#### Exercise data ####

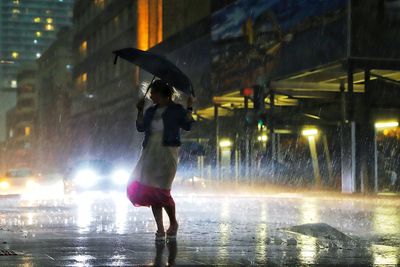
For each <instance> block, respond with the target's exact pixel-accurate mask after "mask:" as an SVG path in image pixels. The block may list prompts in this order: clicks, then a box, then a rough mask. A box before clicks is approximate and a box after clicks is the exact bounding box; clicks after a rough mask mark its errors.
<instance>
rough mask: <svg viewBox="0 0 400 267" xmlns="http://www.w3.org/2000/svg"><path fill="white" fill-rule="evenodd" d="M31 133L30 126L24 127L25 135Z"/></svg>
mask: <svg viewBox="0 0 400 267" xmlns="http://www.w3.org/2000/svg"><path fill="white" fill-rule="evenodd" d="M30 135H31V127H25V136H30Z"/></svg>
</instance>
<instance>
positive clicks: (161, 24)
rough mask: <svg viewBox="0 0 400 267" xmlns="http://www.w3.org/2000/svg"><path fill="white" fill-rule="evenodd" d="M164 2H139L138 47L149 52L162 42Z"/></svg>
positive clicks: (154, 0)
mask: <svg viewBox="0 0 400 267" xmlns="http://www.w3.org/2000/svg"><path fill="white" fill-rule="evenodd" d="M162 5H163V1H162V0H152V1H148V0H138V4H137V7H138V8H137V36H136V37H137V47H138V48H139V49H142V50H147V49H149V48H151V47H153V46H155V45H156V44H158V43H160V42H161V41H162V38H163V36H162V29H163V25H162V19H159V18H162V14H163V10H162Z"/></svg>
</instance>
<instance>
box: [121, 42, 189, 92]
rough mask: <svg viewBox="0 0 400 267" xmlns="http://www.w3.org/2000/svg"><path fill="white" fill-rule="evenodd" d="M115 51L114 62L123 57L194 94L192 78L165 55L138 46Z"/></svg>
mask: <svg viewBox="0 0 400 267" xmlns="http://www.w3.org/2000/svg"><path fill="white" fill-rule="evenodd" d="M113 53H114V54H115V61H114V64H115V63H116V62H117V59H118V57H121V58H123V59H125V60H127V61H129V62H131V63H133V64H135V65H137V66H139V67H140V68H142V69H144V70H145V71H147V72H149V73H151V74H153V75H154V76H156V77H158V78H160V79H161V80H163V81H164V82H166V83H168V84H169V85H171V86H173V87H175V88H176V89H177V90H179V91H181V92H184V93H186V94H189V95H190V94H192V95H193V96H194V90H193V86H192V82H191V81H190V79H189V78H188V77H187V76H186V75H185V74H184V73H183V72H182V71H181V70H180V69H179V68H178V67H177V66H175V65H174V64H173V63H171V62H170V61H169V60H168V59H166V58H165V57H163V56H160V55H156V54H153V53H150V52H147V51H143V50H139V49H136V48H123V49H120V50H116V51H113Z"/></svg>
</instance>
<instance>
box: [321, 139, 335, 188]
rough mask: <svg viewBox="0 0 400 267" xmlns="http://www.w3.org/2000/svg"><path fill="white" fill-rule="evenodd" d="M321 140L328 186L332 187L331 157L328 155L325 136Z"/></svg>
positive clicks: (332, 183) (327, 140)
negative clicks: (324, 162)
mask: <svg viewBox="0 0 400 267" xmlns="http://www.w3.org/2000/svg"><path fill="white" fill-rule="evenodd" d="M322 138H323V139H322V143H323V145H324V152H325V158H326V164H327V166H328V186H332V185H333V184H334V183H333V168H332V160H331V155H330V153H329V146H328V138H327V136H326V134H324V135H323V137H322Z"/></svg>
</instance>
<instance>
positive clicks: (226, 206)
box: [218, 199, 230, 265]
mask: <svg viewBox="0 0 400 267" xmlns="http://www.w3.org/2000/svg"><path fill="white" fill-rule="evenodd" d="M229 204H230V203H229V200H227V199H225V201H224V202H222V207H221V221H222V222H221V223H220V224H219V232H220V245H219V247H218V264H221V265H226V264H227V260H228V250H227V247H226V246H227V244H228V241H229V231H230V225H229V222H228V220H229V208H230V207H229Z"/></svg>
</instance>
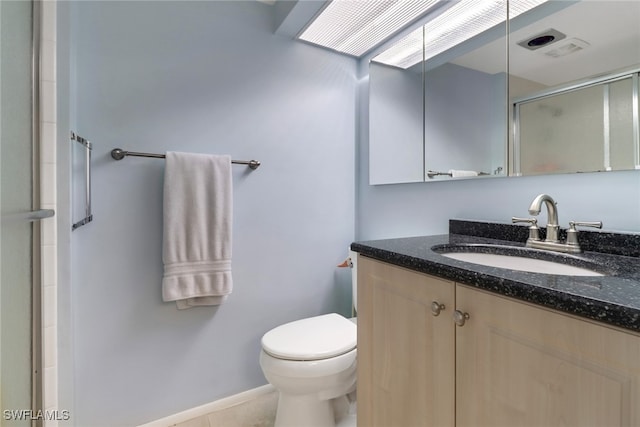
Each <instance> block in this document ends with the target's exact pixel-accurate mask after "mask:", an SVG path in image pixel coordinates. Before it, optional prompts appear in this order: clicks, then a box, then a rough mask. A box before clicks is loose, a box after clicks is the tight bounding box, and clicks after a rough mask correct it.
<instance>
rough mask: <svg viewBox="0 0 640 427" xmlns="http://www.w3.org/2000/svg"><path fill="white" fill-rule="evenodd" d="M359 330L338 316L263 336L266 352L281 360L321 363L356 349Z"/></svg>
mask: <svg viewBox="0 0 640 427" xmlns="http://www.w3.org/2000/svg"><path fill="white" fill-rule="evenodd" d="M356 342H357V327H356V325H355V324H354V323H353V322H351V321H350V320H348V319H346V318H344V317H342V316H340V315H339V314H336V313H331V314H325V315H322V316H316V317H310V318H307V319H302V320H296V321H294V322H290V323H286V324H284V325H281V326H278V327H276V328H274V329H272V330H270V331H269V332H267V333H266V334H264V336H263V337H262V348H263V349H264V351H265V352H266V353H267V354H269V355H271V356H273V357H276V358H278V359H285V360H300V361H307V360H321V359H328V358H331V357H336V356H339V355H341V354H344V353H347V352H349V351H351V350H353V349H354V348H356Z"/></svg>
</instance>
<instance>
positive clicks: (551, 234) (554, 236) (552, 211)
mask: <svg viewBox="0 0 640 427" xmlns="http://www.w3.org/2000/svg"><path fill="white" fill-rule="evenodd" d="M543 202H544V204H545V206H546V207H547V240H546V241H547V242H554V243H557V242H558V229H560V226H559V225H558V210H557V209H556V202H555V200H553V199H552V198H551V196H549V195H548V194H540V195H538V196H537V197H536V198H535V199H533V202H531V206H529V213H530V214H531V215H533V216H538V215H539V214H540V208H541V207H542V203H543Z"/></svg>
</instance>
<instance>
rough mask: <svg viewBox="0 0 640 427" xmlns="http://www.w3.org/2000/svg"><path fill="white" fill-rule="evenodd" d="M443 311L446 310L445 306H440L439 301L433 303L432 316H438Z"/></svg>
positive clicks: (432, 306) (433, 302) (442, 304)
mask: <svg viewBox="0 0 640 427" xmlns="http://www.w3.org/2000/svg"><path fill="white" fill-rule="evenodd" d="M442 310H444V304H440V303H439V302H438V301H434V302H432V303H431V314H433V315H434V316H438V315H439V314H440V312H441V311H442Z"/></svg>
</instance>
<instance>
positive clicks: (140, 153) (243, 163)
mask: <svg viewBox="0 0 640 427" xmlns="http://www.w3.org/2000/svg"><path fill="white" fill-rule="evenodd" d="M127 156H134V157H153V158H156V159H164V158H166V156H165V155H164V154H154V153H138V152H136V151H125V150H123V149H122V148H114V149H113V150H111V157H112V158H113V159H114V160H122V159H124V158H125V157H127ZM231 163H233V164H234V165H247V166H249V167H250V168H251V169H253V170H255V169H258V167H259V166H260V162H259V161H257V160H231Z"/></svg>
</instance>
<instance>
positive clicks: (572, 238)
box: [567, 221, 602, 246]
mask: <svg viewBox="0 0 640 427" xmlns="http://www.w3.org/2000/svg"><path fill="white" fill-rule="evenodd" d="M576 227H593V228H602V221H569V230H567V244H568V245H573V246H578V230H576Z"/></svg>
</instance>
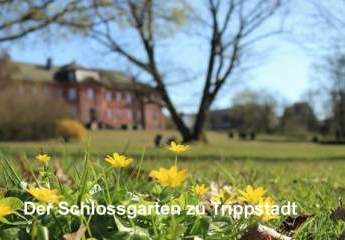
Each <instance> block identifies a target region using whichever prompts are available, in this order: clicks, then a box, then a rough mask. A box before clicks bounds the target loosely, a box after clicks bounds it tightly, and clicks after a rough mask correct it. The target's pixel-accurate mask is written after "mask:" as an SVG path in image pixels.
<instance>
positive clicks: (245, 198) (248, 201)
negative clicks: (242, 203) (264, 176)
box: [239, 185, 266, 204]
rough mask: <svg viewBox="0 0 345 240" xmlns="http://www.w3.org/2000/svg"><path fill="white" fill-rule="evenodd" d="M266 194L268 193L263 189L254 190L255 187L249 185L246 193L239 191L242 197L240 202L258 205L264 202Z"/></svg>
mask: <svg viewBox="0 0 345 240" xmlns="http://www.w3.org/2000/svg"><path fill="white" fill-rule="evenodd" d="M265 192H266V191H265V190H264V189H263V188H262V187H258V188H253V186H250V185H248V186H247V187H246V189H245V190H244V191H239V193H240V194H241V195H242V197H240V200H242V201H245V202H247V203H250V204H257V203H259V202H260V201H262V199H263V195H264V194H265Z"/></svg>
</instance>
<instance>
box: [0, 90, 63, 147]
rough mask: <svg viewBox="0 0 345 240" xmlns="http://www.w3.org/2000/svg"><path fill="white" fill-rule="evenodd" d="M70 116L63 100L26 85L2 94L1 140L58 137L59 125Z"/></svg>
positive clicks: (1, 108)
mask: <svg viewBox="0 0 345 240" xmlns="http://www.w3.org/2000/svg"><path fill="white" fill-rule="evenodd" d="M66 117H70V113H69V108H68V106H67V105H66V103H65V102H64V101H63V99H62V98H58V97H54V96H51V95H49V93H48V94H47V92H46V91H44V89H43V88H42V87H40V86H36V89H33V87H32V88H29V87H26V88H25V87H24V86H23V85H19V86H13V87H7V88H6V89H2V90H1V91H0V140H3V141H24V140H41V139H47V138H53V137H54V136H55V122H56V121H57V120H58V119H61V118H66Z"/></svg>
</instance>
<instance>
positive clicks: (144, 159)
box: [0, 131, 345, 240]
mask: <svg viewBox="0 0 345 240" xmlns="http://www.w3.org/2000/svg"><path fill="white" fill-rule="evenodd" d="M157 133H161V134H163V136H165V137H168V136H172V135H177V133H176V132H168V131H165V132H155V131H151V132H142V131H96V132H91V133H90V136H89V140H88V141H86V142H84V143H68V144H65V143H62V142H60V141H58V140H51V141H46V142H25V143H20V142H18V143H13V142H12V143H6V142H4V143H0V151H1V152H2V153H3V154H4V156H6V157H7V158H8V159H9V160H11V161H13V165H14V166H16V167H19V166H20V164H17V162H18V163H19V162H21V163H22V164H21V165H22V166H24V167H25V168H28V169H31V170H32V171H34V170H35V167H37V163H36V162H35V161H34V155H36V154H37V153H38V152H40V151H41V150H42V151H44V152H46V153H48V154H50V155H51V156H52V158H53V160H54V159H55V160H61V162H62V163H63V165H64V169H65V172H66V174H68V175H75V172H77V171H81V169H82V168H83V155H84V154H85V152H86V151H88V152H89V153H90V154H91V161H92V162H93V164H95V165H97V166H100V165H101V164H104V161H103V159H104V156H105V155H106V154H109V153H111V152H114V151H118V152H125V153H126V154H128V155H130V156H132V157H134V159H135V161H136V163H137V164H139V162H140V161H141V159H143V165H142V167H143V170H144V173H145V172H146V174H144V176H147V173H148V172H149V171H150V170H152V169H155V168H158V167H162V166H171V165H172V164H173V162H174V155H173V154H172V153H169V152H168V151H167V150H166V149H165V147H161V148H155V147H154V146H153V145H154V144H153V138H154V136H155V135H156V134H157ZM207 137H208V141H209V142H208V143H207V144H205V143H197V144H193V145H192V148H191V151H189V152H187V153H185V154H183V155H182V156H181V157H180V158H179V159H180V160H179V166H180V167H183V168H187V169H188V170H189V173H190V175H191V176H192V178H193V179H194V181H198V180H199V181H201V182H206V183H209V182H211V181H215V182H219V183H224V184H229V185H232V186H236V187H239V188H243V187H245V185H247V184H251V185H254V186H263V187H264V188H265V189H267V191H268V192H269V193H270V194H271V195H272V196H274V197H275V198H277V199H280V200H283V201H296V202H297V203H298V206H299V209H298V211H299V213H301V214H311V215H313V216H315V217H313V218H311V219H310V220H309V222H307V223H306V225H305V227H303V228H301V230H299V231H300V232H299V233H297V234H296V236H299V237H300V238H298V239H308V238H307V237H308V236H309V234H310V233H312V235H313V236H314V237H315V238H314V239H320V240H321V239H323V240H324V239H337V236H339V235H340V234H341V232H342V231H343V230H344V227H345V224H343V223H341V222H340V223H336V224H335V223H333V222H332V221H331V220H330V219H329V215H330V213H331V211H332V209H334V208H335V207H337V205H338V201H339V198H344V197H345V146H340V145H339V146H329V145H319V144H313V143H307V142H284V141H282V140H281V139H272V137H267V136H259V137H258V139H257V140H256V141H240V140H237V139H228V137H227V136H226V134H222V133H215V132H209V133H208V134H207ZM275 140H277V141H275ZM142 157H143V158H142ZM31 162H33V163H31ZM23 163H24V165H23ZM279 222H281V220H280V221H279ZM279 222H277V223H276V226H275V227H277V226H278V223H279ZM273 225H275V224H273Z"/></svg>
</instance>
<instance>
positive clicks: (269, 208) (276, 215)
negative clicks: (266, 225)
mask: <svg viewBox="0 0 345 240" xmlns="http://www.w3.org/2000/svg"><path fill="white" fill-rule="evenodd" d="M274 204H275V203H274V201H273V199H272V198H270V197H267V198H265V199H262V200H261V201H260V203H259V204H258V205H257V206H258V207H259V208H260V210H261V211H262V213H261V214H258V216H259V217H260V218H261V219H262V220H264V221H269V220H271V219H277V218H279V216H278V215H277V214H274V213H273V206H274Z"/></svg>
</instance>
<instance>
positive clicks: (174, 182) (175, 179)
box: [150, 166, 187, 187]
mask: <svg viewBox="0 0 345 240" xmlns="http://www.w3.org/2000/svg"><path fill="white" fill-rule="evenodd" d="M150 177H153V178H155V179H156V180H157V182H158V183H159V184H160V185H162V186H163V187H178V186H180V185H181V184H182V183H183V181H184V180H185V179H186V178H187V170H186V169H183V170H180V171H178V170H177V167H176V166H173V167H171V168H170V169H166V168H160V169H159V170H158V171H157V170H152V171H151V173H150Z"/></svg>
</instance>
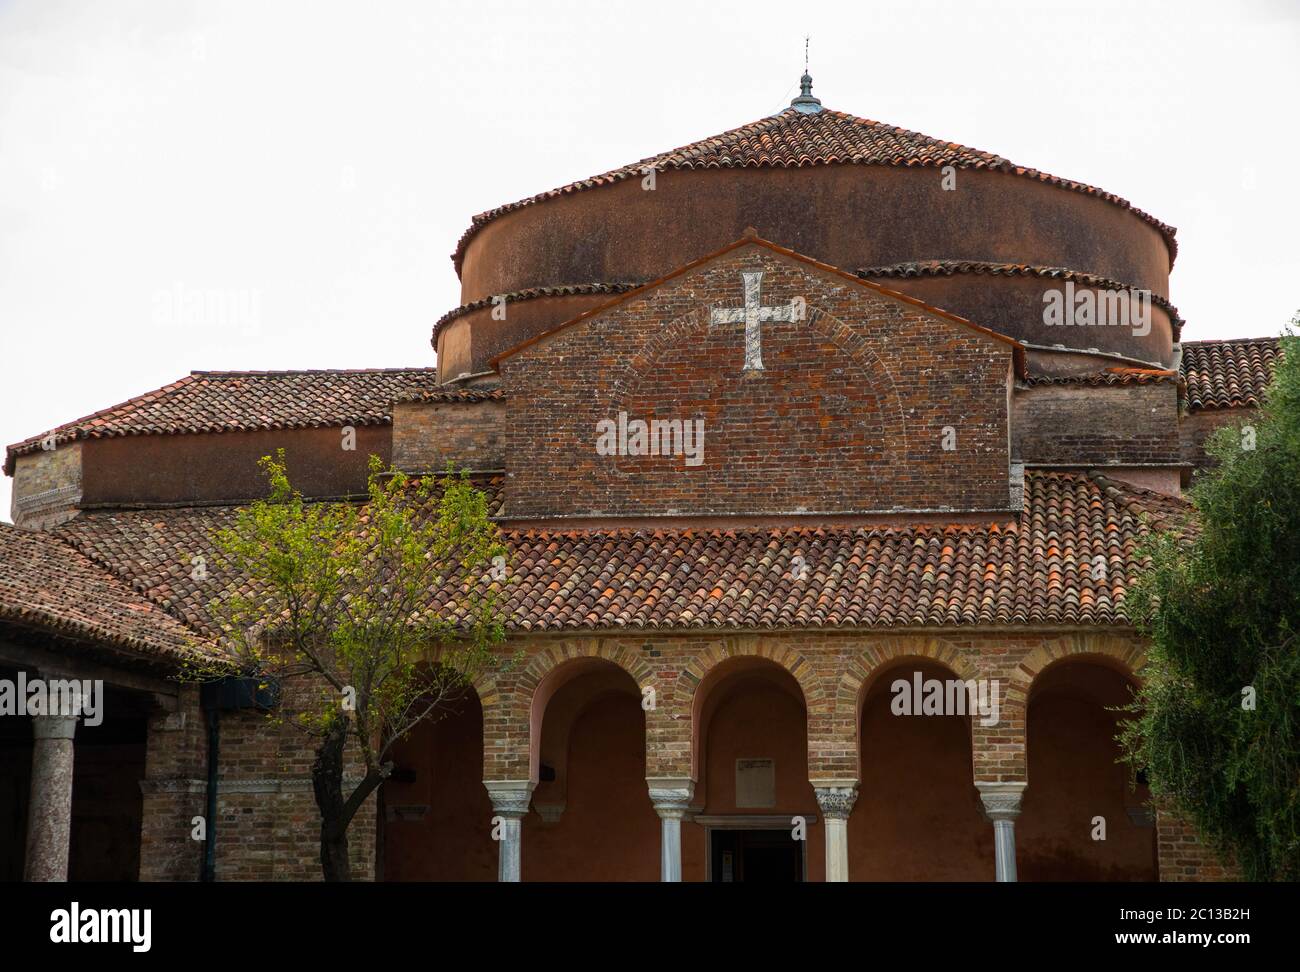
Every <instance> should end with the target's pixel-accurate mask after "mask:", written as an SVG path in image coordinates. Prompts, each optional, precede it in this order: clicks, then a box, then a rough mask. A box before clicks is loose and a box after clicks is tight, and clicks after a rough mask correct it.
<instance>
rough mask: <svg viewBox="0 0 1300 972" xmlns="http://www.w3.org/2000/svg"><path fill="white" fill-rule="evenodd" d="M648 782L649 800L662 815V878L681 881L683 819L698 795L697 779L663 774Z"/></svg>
mask: <svg viewBox="0 0 1300 972" xmlns="http://www.w3.org/2000/svg"><path fill="white" fill-rule="evenodd" d="M646 784H647V785H649V786H650V803H651V804H653V806H654V811H655V813H658V815H659V880H660V881H681V819H682V817H684V816H685V815H686V807H688V806H689V804H690V798H692V797H693V795H694V794H695V781H694V780H688V778H677V777H672V778H664V777H660V778H655V780H646Z"/></svg>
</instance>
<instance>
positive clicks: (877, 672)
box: [835, 637, 980, 734]
mask: <svg viewBox="0 0 1300 972" xmlns="http://www.w3.org/2000/svg"><path fill="white" fill-rule="evenodd" d="M907 658H915V659H927V660H930V661H937V663H939V664H941V665H944V667H945V668H949V669H952V671H953V673H954V674H956V676H957V677H958V678H979V677H980V672H979V669H978V668H976V665H975V663H974V661H971V659H970V658H969V656H967V655H966V654H965V652H962V651H961V650H959V648H958V647H957V646H954V645H952V643H950V642H948V641H944V639H943V638H933V637H931V638H880V639H872V641H871V642H870V643H868V645H867V646H866V647H863V648H862V650H861V651H859V652H858V654H857V655H854V656H853V658H852V659H849V661H848V663H846V664H845V667H844V674H842V676H841V677H840V684H839V686H837V691H836V700H835V702H836V713H837V715H839V716H841V717H844V716H848V717H852V719H854V720H857V716H858V710H859V707H861V703H862V697H863V693H865V691H866V687H867V686H868V685H870V684H871V682H872V681H875V678H876V677H878V676H879V674H880V673H881V672H883V671H884V669H887V668H889V667H892V665H893V664H896V663H898V661H901V660H902V659H907ZM855 733H857V730H855V729H854V734H855Z"/></svg>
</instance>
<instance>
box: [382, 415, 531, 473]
mask: <svg viewBox="0 0 1300 972" xmlns="http://www.w3.org/2000/svg"><path fill="white" fill-rule="evenodd" d="M504 421H506V403H504V402H441V403H434V402H409V403H398V404H396V405H394V407H393V464H394V465H395V467H396V468H398V469H403V470H406V472H425V470H434V472H439V473H441V472H442V470H443V469H446V467H447V463H451V464H452V465H455V467H456V468H458V469H500V468H502V467H504V465H506V443H504Z"/></svg>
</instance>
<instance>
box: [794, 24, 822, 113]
mask: <svg viewBox="0 0 1300 972" xmlns="http://www.w3.org/2000/svg"><path fill="white" fill-rule="evenodd" d="M790 108H793V109H794V110H797V112H803V114H814V113H816V112H820V110H822V101H820V100H818V99H815V97H813V75H811V74H809V38H807V35H805V38H803V77H802V78H800V96H798V97H796V99H794V100H793V101H790Z"/></svg>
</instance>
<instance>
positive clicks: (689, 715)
mask: <svg viewBox="0 0 1300 972" xmlns="http://www.w3.org/2000/svg"><path fill="white" fill-rule="evenodd" d="M738 659H754V660H761V661H768V663H771V664H774V665H776V667H777V668H780V669H783V671H784V672H785V673H787V674H788V676H790V678H793V680H794V682H796V685H798V689H800V694H801V697H802V702H803V708H805V712H806V715H807V725H810V726H811V725H813V720H814V713H816V712H820V711H823V710H824V708H826V706H827V694H826V690H824V689H823V686H822V682H820V681H819V680H818V677H816V672H815V669H814V668H813V664H811V663H810V661H809V660H807V658H805V656H803V655H802V654H801V652H798V651H797V650H794V648H793V647H790V646H789V645H783V643H780V642H779V641H768V639H763V638H758V637H745V635H737V637H732V638H724V639H723V641H720V642H715V643H712V645H710V646H708V647H706V648H705V650H703V651H701V652H699V654H698V655H695V656H694V658H693V659H692V660H690V663H689V664H686V665H685V667H684V668H682V669H681V673H680V674H679V677H677V678H675V680H673V682H675V687H673V697H672V699H671V703H672V707H673V711H675V712H677V713H679V716H682V715H684V716H686V717H688V719H689V725H690V776H692V778H694V780H698V778H699V755H701V739H699V729H701V726H699V716H701V712H702V704H703V702H705V700H706V697H705V695H701V693H699V689H701V686H703V685H705V682H706V681H708V680H710V677H711V676H718V674H719V669H720V668H722V667H723V665H725V664H728V663H731V661H736V660H738ZM707 687H708V689H711V687H714V686H712V685H710V686H707ZM706 695H707V690H706Z"/></svg>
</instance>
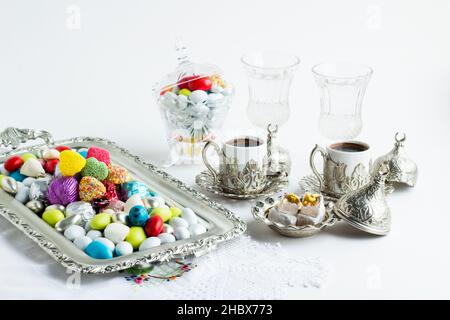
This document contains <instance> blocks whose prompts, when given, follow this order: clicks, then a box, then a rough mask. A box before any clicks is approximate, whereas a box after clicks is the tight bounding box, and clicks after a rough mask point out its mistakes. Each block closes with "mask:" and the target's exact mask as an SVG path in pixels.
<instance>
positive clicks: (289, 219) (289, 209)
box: [268, 193, 325, 227]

####

Copy the entries word for word, running from their start through the line that contains "133L30 126L24 127L25", leaving out any pictures.

For each <instance> block, respond with the target's exact pixel-accurate mask after "mask:" as an SVG path in image pixels. The block may list prompts in this order: clicks, then a box, then a rough mask. A box before clicks is approximate and a box after clicks is the exact bounding box; clicks after a rough mask mark its errors.
<instance>
rough mask: <svg viewBox="0 0 400 267" xmlns="http://www.w3.org/2000/svg"><path fill="white" fill-rule="evenodd" d="M31 133L30 126L24 127L25 135Z"/></svg>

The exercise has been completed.